◆ **GIVEN INSTRUCTION**: Please put the listing below into a two-column CSV headed text and coordinates, with one row for each sentence paired with the coordinates that follow it, each value in a single quoted field and line breaks replaced by spaces. Leave the pictures out.

◆ **SUPPLIED MATERIAL**:
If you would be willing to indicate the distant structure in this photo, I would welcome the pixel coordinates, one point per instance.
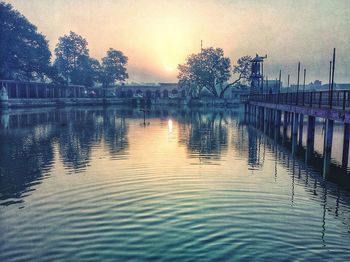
(150, 91)
(257, 74)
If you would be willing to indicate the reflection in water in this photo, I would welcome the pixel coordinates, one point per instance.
(140, 194)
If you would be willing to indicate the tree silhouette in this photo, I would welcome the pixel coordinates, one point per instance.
(113, 67)
(24, 53)
(211, 70)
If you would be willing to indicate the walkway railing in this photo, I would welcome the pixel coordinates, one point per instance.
(317, 99)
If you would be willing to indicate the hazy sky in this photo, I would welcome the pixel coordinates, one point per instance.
(158, 35)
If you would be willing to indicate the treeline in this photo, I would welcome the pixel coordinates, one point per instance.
(25, 55)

◆ **WRITTEN ANSWER**:
text,coordinates
"If you would be willing to indicate the distant structure in this photo, I would welcome the pixel coordinates, one point per instance.","(150, 91) (257, 74)"
"If you would be willing to indicate the reflection in water in this photo, I would welcome the pixel coordinates, one point per instance.","(140, 194)"
"If you would be willing to indicate the tree silhouette in this photo, I would welcome the pixel coordinates, one point per instance.","(113, 67) (24, 53) (211, 70)"
"If you would be willing to indicate the walkway railing in this photo, I would welcome the pixel coordinates, one point per instance.","(317, 99)"
"If you would be willing to indicate the hazy sky in this photo, I would welcome the pixel coordinates, one point per instance.","(158, 35)"
"If you would be willing to indicate the treeline in this photo, I would welcome the pixel coordinates, one point per instance.","(25, 55)"